#### Task instructions
Copy every entry word for word, but skip the pictures.

#### Object pointing dataset rows
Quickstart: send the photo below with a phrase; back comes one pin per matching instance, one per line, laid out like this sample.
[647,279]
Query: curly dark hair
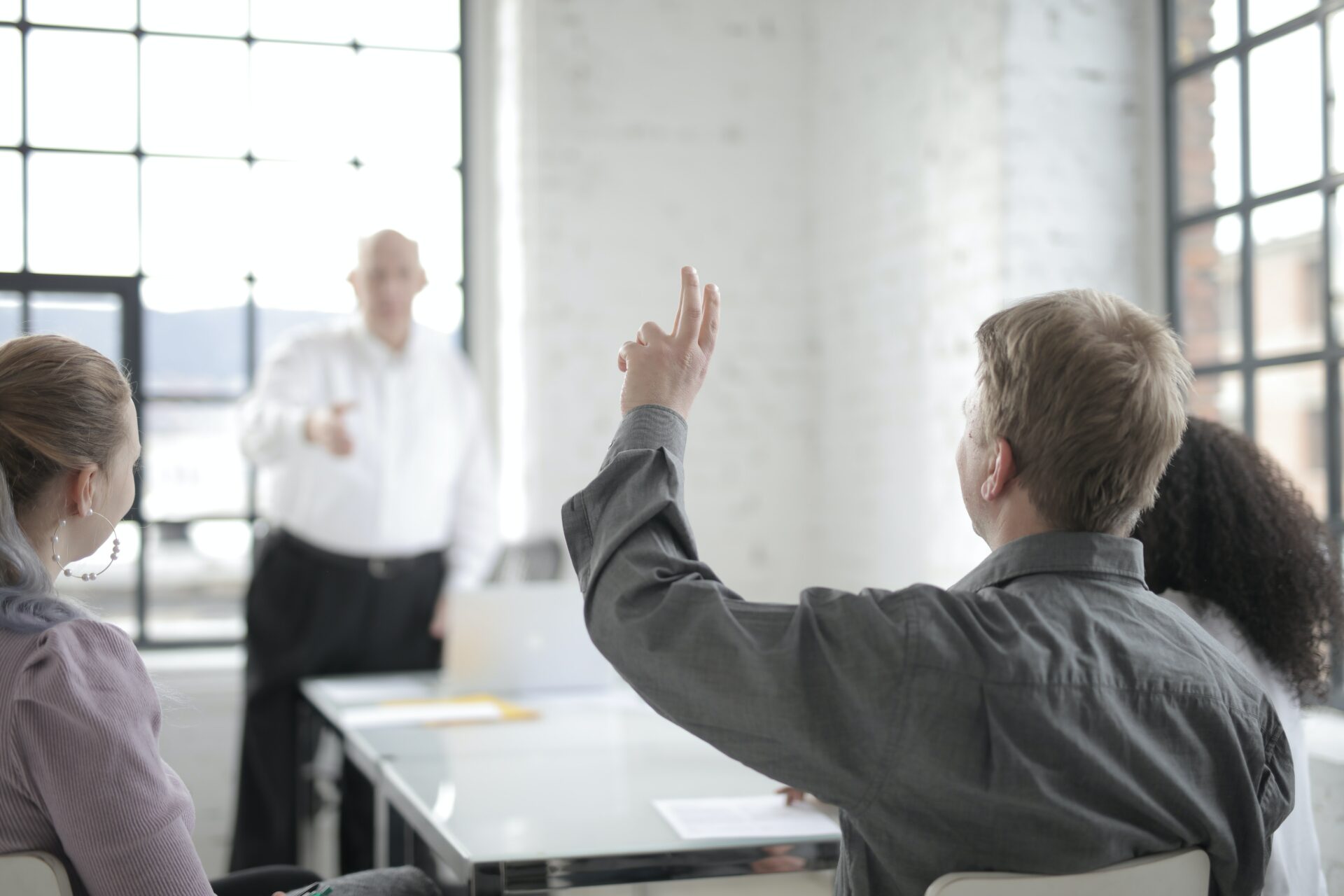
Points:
[1231,530]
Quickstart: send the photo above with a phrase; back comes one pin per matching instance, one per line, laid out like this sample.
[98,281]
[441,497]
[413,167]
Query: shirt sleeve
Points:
[276,412]
[802,694]
[86,732]
[475,532]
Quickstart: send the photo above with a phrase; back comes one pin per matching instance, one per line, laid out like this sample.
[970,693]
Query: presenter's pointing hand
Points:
[668,368]
[327,429]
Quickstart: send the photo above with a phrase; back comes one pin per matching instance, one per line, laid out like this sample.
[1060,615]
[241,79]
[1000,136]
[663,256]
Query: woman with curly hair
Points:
[1236,546]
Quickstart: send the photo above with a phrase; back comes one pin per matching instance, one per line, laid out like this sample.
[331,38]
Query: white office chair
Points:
[1184,874]
[34,875]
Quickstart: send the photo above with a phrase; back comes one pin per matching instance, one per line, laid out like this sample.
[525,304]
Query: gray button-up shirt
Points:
[1044,715]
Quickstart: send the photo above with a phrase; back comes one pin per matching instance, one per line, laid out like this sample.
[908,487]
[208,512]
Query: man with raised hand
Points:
[1044,715]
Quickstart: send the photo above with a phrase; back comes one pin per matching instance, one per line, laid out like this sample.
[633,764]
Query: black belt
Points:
[375,567]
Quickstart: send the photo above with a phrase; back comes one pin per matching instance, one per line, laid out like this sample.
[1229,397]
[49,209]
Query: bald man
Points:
[378,482]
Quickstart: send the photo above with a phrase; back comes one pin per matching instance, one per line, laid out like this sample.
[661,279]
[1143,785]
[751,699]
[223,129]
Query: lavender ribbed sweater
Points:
[80,769]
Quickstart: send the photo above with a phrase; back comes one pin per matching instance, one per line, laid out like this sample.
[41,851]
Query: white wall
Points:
[976,152]
[659,134]
[867,181]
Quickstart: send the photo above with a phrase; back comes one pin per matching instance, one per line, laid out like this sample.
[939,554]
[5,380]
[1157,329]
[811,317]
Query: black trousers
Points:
[262,881]
[311,613]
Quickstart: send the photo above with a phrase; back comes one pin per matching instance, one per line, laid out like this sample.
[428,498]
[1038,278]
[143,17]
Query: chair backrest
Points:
[1184,874]
[34,875]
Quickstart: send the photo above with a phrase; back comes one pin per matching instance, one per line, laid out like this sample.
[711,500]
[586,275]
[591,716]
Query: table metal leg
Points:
[305,742]
[382,827]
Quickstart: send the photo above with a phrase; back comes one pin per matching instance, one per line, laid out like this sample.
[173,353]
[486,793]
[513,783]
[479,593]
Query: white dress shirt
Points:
[1294,862]
[420,477]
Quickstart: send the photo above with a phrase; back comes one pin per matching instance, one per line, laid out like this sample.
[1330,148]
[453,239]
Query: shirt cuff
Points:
[650,426]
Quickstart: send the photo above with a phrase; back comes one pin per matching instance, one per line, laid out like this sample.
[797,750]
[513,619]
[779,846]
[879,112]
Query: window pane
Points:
[81,90]
[409,23]
[227,18]
[1335,34]
[302,225]
[302,101]
[1221,398]
[1285,106]
[1291,425]
[192,464]
[195,336]
[194,96]
[440,307]
[1338,267]
[284,308]
[1209,280]
[96,14]
[11,316]
[1209,162]
[113,593]
[1288,276]
[11,211]
[413,101]
[195,216]
[94,318]
[11,97]
[83,214]
[1200,27]
[1262,15]
[424,202]
[326,20]
[195,580]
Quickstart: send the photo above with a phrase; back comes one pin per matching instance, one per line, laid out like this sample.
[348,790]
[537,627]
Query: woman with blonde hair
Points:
[80,769]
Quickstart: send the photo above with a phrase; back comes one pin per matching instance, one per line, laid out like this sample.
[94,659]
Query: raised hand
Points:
[668,368]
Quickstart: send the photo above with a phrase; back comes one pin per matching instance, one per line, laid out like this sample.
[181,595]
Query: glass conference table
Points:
[564,799]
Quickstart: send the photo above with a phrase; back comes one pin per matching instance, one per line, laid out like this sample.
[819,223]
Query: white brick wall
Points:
[976,150]
[662,134]
[867,181]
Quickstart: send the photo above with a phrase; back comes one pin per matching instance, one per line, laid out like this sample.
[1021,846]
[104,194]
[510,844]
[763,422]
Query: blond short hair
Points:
[1091,394]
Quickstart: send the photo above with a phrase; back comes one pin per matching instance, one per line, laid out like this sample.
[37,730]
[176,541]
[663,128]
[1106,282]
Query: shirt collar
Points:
[377,348]
[1077,552]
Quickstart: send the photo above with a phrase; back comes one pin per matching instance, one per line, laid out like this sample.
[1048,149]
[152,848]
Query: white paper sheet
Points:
[419,713]
[745,817]
[374,690]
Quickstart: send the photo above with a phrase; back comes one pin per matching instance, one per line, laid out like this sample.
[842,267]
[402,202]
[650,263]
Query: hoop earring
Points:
[86,577]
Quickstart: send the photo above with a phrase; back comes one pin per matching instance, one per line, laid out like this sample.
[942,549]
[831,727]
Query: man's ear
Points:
[1002,472]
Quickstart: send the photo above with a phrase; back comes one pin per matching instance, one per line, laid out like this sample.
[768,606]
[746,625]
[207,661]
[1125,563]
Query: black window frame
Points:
[128,288]
[1176,222]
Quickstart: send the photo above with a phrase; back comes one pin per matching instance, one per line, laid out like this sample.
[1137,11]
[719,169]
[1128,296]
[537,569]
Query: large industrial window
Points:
[181,184]
[1254,162]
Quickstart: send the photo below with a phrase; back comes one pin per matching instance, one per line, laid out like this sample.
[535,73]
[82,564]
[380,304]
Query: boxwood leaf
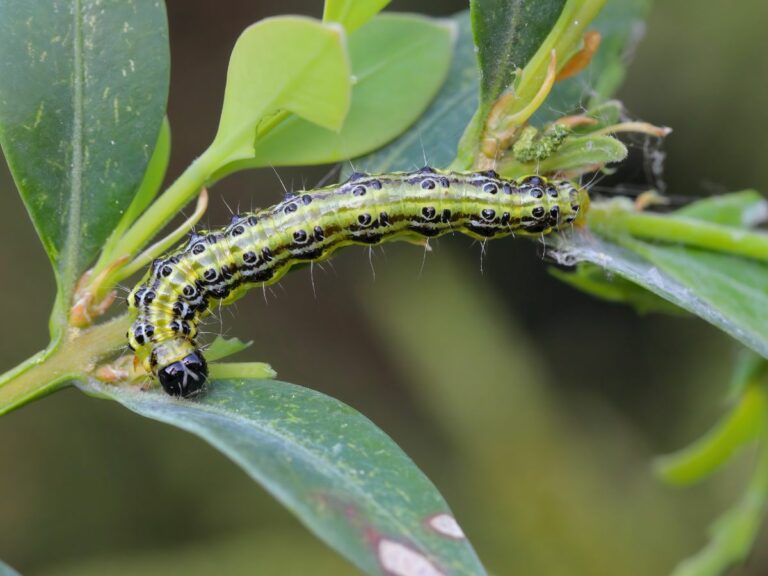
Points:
[344,478]
[392,89]
[285,63]
[352,13]
[83,93]
[435,135]
[728,291]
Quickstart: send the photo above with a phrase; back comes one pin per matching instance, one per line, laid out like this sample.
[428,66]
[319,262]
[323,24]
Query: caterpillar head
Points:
[185,377]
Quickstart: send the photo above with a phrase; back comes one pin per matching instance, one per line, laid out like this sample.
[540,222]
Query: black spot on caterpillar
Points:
[258,248]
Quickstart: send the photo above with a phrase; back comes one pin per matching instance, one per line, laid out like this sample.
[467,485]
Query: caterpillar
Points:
[258,248]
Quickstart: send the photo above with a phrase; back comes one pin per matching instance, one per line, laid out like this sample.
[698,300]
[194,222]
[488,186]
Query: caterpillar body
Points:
[257,248]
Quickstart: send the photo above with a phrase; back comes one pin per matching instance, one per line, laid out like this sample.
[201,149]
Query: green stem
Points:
[613,220]
[50,369]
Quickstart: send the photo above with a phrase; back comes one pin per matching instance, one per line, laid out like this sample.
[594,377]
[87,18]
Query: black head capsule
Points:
[185,378]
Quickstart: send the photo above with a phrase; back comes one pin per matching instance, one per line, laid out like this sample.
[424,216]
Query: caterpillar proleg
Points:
[257,248]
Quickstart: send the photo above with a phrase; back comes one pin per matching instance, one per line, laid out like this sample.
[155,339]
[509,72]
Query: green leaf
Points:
[745,209]
[148,189]
[222,347]
[393,88]
[507,34]
[352,13]
[728,291]
[287,63]
[81,101]
[437,132]
[344,478]
[6,570]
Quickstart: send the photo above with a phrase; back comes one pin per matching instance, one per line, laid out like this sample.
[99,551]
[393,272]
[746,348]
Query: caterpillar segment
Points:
[257,248]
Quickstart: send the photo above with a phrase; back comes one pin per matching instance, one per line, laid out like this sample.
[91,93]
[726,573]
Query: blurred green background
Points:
[535,409]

#### Solution below
Quickstart: send the photo below with a phrase; back comes one pin per matching instance, one per line, laid out like this sample.
[647,279]
Query: curly dark hair
Points:
[1231,530]
Quickstart: send the photo above with a phrase; back comes one pin per matching instance, one per line, laid out like this sample.
[98,281]
[441,497]
[413,167]
Query: shirt sleeve
Points:
[276,412]
[802,694]
[86,732]
[475,532]
Quickstart: send the photo above with a phrase; back comes one pin per matching instance, one per line, laid out like this sample.
[970,693]
Query: presenter's pointing hand
Points:
[668,368]
[327,429]
Quickstart: send the photo above with a phrase; back comes one pin per matching instance, one per line, laid out like this sample.
[1060,615]
[241,79]
[1000,136]
[663,256]
Query: woman with curly hair
Points:
[1236,546]
Quickstart: send the photo above with a phrase; back comes one pin per matching instance, one per line, laid out like this sample.
[331,38]
Query: white office chair
Points:
[1184,874]
[34,875]
Quickstart: send the photo above with a phrase; back comes one pin per matching instance, one per line, laid out like this sample.
[525,304]
Query: gray button-up shirt
Points:
[1044,715]
Quickstart: send the photo above with a phrase; back comes one pin per matching instance, one per line, laid out like this sample.
[908,487]
[208,512]
Query: man with raised hand
Points:
[1044,715]
Quickstart: send the photo above with a phrase; back comes one pin per matching instance, one per line, laid out like this sample.
[633,764]
Query: black belt
Points:
[375,567]
Quickstart: send the photo above with a phrase; back comes one pin per matching instance, one per line, laid out like this sample.
[1229,397]
[49,209]
Query: bald man
Points:
[378,482]
Quickstart: send the photo above with a phrase; back comes one pin per matching instance, one per line, laid out like this sample.
[661,279]
[1143,785]
[751,699]
[223,129]
Query: lavender ribbed sweater
Points:
[80,769]
Quickstart: send the photo above with a phrase; back comes one pin per matching instance, one per line, laid out like this sample.
[41,851]
Query: white wall
Points:
[976,152]
[659,134]
[867,181]
Quickstart: send the photo above with a phrase; back comes one pin per matching instance, one per line, laid out like this sample.
[939,554]
[5,380]
[1157,329]
[811,317]
Query: black trousers
Points:
[262,881]
[311,613]
Quickstart: send the photo above with a phrase; back comes one pin per matching instance, one per line, laid out like this sample.
[428,498]
[1038,278]
[143,17]
Query: chair backrest
Points:
[1184,874]
[34,875]
Quickstart: send the photo above with a phrase; back comes one pin per matching instance, one per line, laid out like this sample.
[711,500]
[586,275]
[591,716]
Query: table metal leg
Points:
[305,742]
[382,827]
Quickstart: send the photo above with a phrase; back comes one pin per matching instance, one per line, laid out like this sample.
[173,353]
[486,793]
[513,783]
[479,593]
Query: white dress shirt
Points:
[1294,862]
[420,477]
Quickstart: send the photo above with a phrase; back comes one pin per matching instance, one per line, laid out like this sample.
[1330,148]
[453,239]
Query: shirt cuff
Points:
[650,426]
Quickstart: send the photo above with a phrase; back comes one pin per matching instance, one per line, laid out like this sample.
[797,750]
[513,619]
[779,846]
[879,112]
Query: window pane
Points:
[81,90]
[409,23]
[227,18]
[1335,34]
[302,225]
[302,101]
[1221,398]
[1285,106]
[1291,425]
[192,464]
[195,336]
[194,96]
[440,307]
[1338,267]
[284,308]
[1209,280]
[96,14]
[11,316]
[1209,162]
[113,593]
[1288,276]
[11,211]
[413,101]
[195,216]
[94,318]
[11,97]
[83,214]
[1200,27]
[1262,15]
[424,202]
[326,20]
[195,580]
Quickstart: send the photo above with a phrase; back comes one pin per matching instance, one per line, laid out like this sample.
[348,790]
[537,627]
Query: woman with blonde hair
Points:
[80,769]
Quickstart: send the photo above with a phrase; back comes one pin per matching instance, one per line, laid out like this sample.
[94,659]
Query: raised hand
Points:
[668,368]
Quickstart: send the photo above with a phrase; back comes one pin per matching instance, one per line, laid out like this sample.
[181,595]
Query: glass conference table
Points:
[564,799]
Quickstart: send the photo above with a phrase; back comes one pin per matching instance, one per line, laid out like this sample.
[819,223]
Query: white brick wall
Points:
[976,150]
[662,134]
[867,181]
Quickstart: send the photo above with a phrase; back comes one pin per matching instance, one per line, laid out like this sample.
[1021,846]
[104,194]
[510,844]
[763,422]
Query: blond short hair
Points:
[1091,394]
Quickstart: send the photo above with a phrase; back comes one pin per matching instance, one per line, laid out like this sample.
[37,730]
[176,541]
[663,128]
[1106,282]
Query: shirt collar
Points:
[377,348]
[1077,552]
Quickstart: send the photo above with a phrase; back comes one pin per matching instance, one per line, laid out like this sample.
[1048,149]
[152,848]
Query: white paper sheet
Points:
[419,713]
[745,817]
[374,690]
Quickstart: send the photo above with a phrase; back comes one pin per matching instance, one per line, laid out like this sample.
[842,267]
[402,202]
[650,263]
Query: hoop earring
Points:
[86,577]
Quickstart: send the photo above with a phrase; back comes one pin per matching instance, one per line, laid out like this sample.
[942,549]
[831,727]
Query: man's ear
Points:
[1002,472]
Quickstart: send the photo above with a phrase; back comes one pin per matching instance, one per line, laid out like this sample.
[768,606]
[746,625]
[207,661]
[1125,563]
Query: black window frame
Points:
[128,288]
[1176,222]
Quickstart: send the photo above with a phrase; back comes one pin per matching instance, one per line, laid out like this sample.
[1137,11]
[719,169]
[1128,296]
[537,569]
Query: large industrial window
Points:
[181,184]
[1254,162]
Quickstart: send the photo below with a phrase; back comes one pin per matching instance, one per line, laid out like this sample.
[535,73]
[82,564]
[380,304]
Query: boxwood leaf
Points:
[344,478]
[392,89]
[285,63]
[352,13]
[83,93]
[435,135]
[728,291]
Quickstart: send the photo above with a phrase; back comes one pin per matching instance, one per line, laid out like this sample.
[428,66]
[319,262]
[323,24]
Query: caterpillar head
Points:
[185,377]
Quickstart: send the photo above with a phrase; back comes one pin per matching instance, one per line, laid out like this sample.
[540,222]
Query: black spot on caterpillar
Points:
[258,248]
Quickstart: send the photo above with a phrase; back comes one pin per matching instance, one per line, laid out like this sample.
[467,485]
Query: caterpillar
Points:
[258,248]
Quickstart: send the photo above with a phrase; back comes one pin per matching instance, one per line, laid out like this sample.
[698,300]
[194,222]
[488,186]
Query: caterpillar body
Points:
[257,248]
Quickstart: send the photo above with a phrase; back comes one pin per matching instance, one per line, laid out like this sample.
[201,149]
Query: green stem
Points:
[613,220]
[50,369]
Quickstart: send the photo above with a phrase; back comes one pin per matching instance, one per line, laid out like this sample.
[594,377]
[87,18]
Query: black head capsule
Points:
[185,378]
Quickstart: send the photo above with a phrase; back comes one pin per matching instance, one per line, laid out like this sample.
[424,216]
Query: caterpillar proleg
Points:
[257,248]
Quickstart: send the photo above with a phrase; back comes one pin per matching instance, one per line, laid out like this sample.
[155,339]
[509,72]
Query: green leaf
Points:
[745,209]
[148,189]
[222,347]
[393,88]
[507,34]
[352,13]
[728,291]
[287,63]
[81,101]
[437,132]
[344,478]
[6,570]
Quickstart: send the photo above with a phrase; back comes one pin per matching instance, one per line, laid out like this sample.
[99,551]
[393,272]
[746,348]
Query: caterpillar segment
Points:
[257,248]
Quickstart: send the photo above with a phrase; back comes one pin per matching instance, one per line, laid out like this sample.
[91,93]
[726,573]
Query: blurred green background
Points:
[535,409]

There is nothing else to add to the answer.